Voci di una raccolta:

= = =

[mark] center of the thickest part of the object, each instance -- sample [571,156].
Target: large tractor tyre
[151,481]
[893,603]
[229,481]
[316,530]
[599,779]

= = =

Ridimensiona le coordinate delle risposte in tutte le voci qui sopra. Riscrivi ogni riga, richieste comprese, moltiplicando quelle coordinate per 2,05 e arrotondandole all'intero più vicino, con le metà per eccesso. Lascia invariati i numeri delle richieste, compresi i campioni di formato.

# RISPOSTA
[mark] center of the thickest part of the object, each instance -- sample [571,156].
Target: large tractor tyre
[310,986]
[1831,1236]
[469,986]
[648,1087]
[1228,1597]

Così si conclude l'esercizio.